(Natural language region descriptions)
++++++++
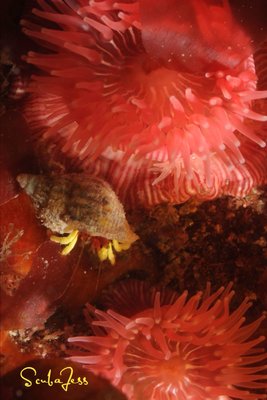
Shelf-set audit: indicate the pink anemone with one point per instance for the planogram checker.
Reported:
(158, 345)
(164, 130)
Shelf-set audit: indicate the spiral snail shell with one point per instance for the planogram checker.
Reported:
(78, 202)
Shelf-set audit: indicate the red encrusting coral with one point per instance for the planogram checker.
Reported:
(104, 101)
(165, 346)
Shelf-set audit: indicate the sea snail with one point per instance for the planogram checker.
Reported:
(73, 203)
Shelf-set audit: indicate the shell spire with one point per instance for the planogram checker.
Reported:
(78, 202)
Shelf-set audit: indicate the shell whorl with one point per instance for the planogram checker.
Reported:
(78, 201)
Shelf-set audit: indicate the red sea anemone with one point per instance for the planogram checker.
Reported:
(156, 345)
(142, 118)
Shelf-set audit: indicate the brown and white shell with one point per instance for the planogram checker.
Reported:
(78, 201)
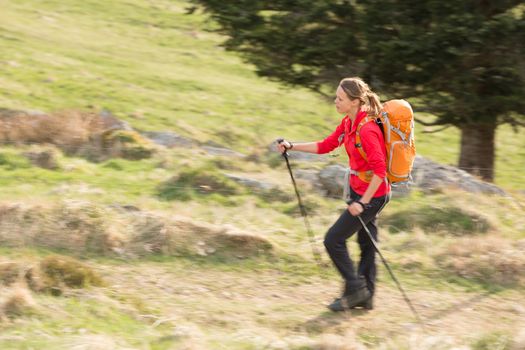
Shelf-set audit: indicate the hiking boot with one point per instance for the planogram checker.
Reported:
(351, 300)
(367, 304)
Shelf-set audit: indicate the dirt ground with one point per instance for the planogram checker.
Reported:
(274, 310)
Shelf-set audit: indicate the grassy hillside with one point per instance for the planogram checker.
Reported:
(158, 68)
(172, 253)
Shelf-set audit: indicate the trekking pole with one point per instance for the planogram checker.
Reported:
(391, 273)
(315, 251)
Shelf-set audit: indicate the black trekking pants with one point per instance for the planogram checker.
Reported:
(344, 228)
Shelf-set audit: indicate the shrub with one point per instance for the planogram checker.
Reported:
(56, 272)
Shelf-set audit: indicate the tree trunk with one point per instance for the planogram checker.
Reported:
(477, 149)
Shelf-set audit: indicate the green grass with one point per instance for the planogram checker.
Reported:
(158, 68)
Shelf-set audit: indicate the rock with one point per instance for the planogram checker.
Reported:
(46, 159)
(431, 176)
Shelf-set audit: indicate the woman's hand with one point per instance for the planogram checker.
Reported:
(283, 145)
(355, 209)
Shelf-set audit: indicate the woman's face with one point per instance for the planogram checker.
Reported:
(343, 104)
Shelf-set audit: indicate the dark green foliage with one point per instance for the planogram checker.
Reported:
(461, 60)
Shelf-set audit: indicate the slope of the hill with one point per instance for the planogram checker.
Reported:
(160, 69)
++++++++
### GOAL OF THE EXERCISE
A faithful copy of the records above, without images, is what to give back.

### ANSWER BOX
Shelf-set audit: indicate the pink anemone with one point per instance for the planogram checker.
Reported:
(158, 345)
(164, 130)
Shelf-set audit: indicate the spiral snail shell with one point per instance for the planogram checker.
Reported:
(78, 202)
Shelf-set audit: indicate the red encrusting coral with one point per instance for the planogram checker.
Reported:
(104, 101)
(165, 346)
Shelf-set audit: indicate the sea snail with one point per instance for the planogram checker.
Reported:
(73, 203)
Shelf-set audit: indicate the shell spire with one point per instance for the planogram checker.
Reported:
(78, 202)
Shelf-set audit: indicate the shell whorl with one point per instance for the planogram checker.
Reported:
(78, 201)
Shelf-set audit: indicate the red sea anemone with one point per instance for the planogram checker.
Reported:
(156, 345)
(142, 118)
Shelf-set audit: indicate the brown and white shell with one point per instance for the planogram checker.
Reported:
(78, 201)
Shelf-set audit: indicate the hiking boot with one point per instance for the planogram checker.
Reported:
(351, 300)
(367, 304)
Shelf-set audit: indicate the dirt ground with one point per instance for the planogram checker.
Reported:
(274, 310)
Shelf-set audit: indicate the grassy hillside with one point per instance for the planogram checker.
Reported:
(158, 68)
(172, 253)
Shelf-set audit: indicate the trekking pole with one point per instance for the planogram checker.
Reported:
(391, 273)
(315, 251)
Shelf-set audit: indicate the black trekking pants with one point per instance for the planogram checker.
Reported:
(344, 228)
Shelf-set audit: indicate the shrub with one point per instance for the planogram checker.
Reported:
(56, 272)
Shelf-set audit: indicate the tree trunk with one point per instance for the planogram checker.
Reported:
(477, 149)
Shelf-set audit: indicate the green grass with one point per instance for the planogram checker.
Reported:
(158, 68)
Shelf-set audit: indicate the rock with one point per instance for the planogram checker.
Reported:
(46, 159)
(431, 176)
Shelf-set audit: indicate the woman's hand with one point per instance for the planogram checker.
Reported:
(283, 145)
(355, 209)
Shelf-set audit: indicate the woman's face with one point per instance for the planogram checker.
Reported:
(343, 104)
Shelf-set audit: indicate the dark green foliage with one point per instance for the planogram checker.
Reported:
(461, 60)
Shelf-set audit: indicate the slope of the hill with one point per instance for the planogram checker.
Reported:
(160, 69)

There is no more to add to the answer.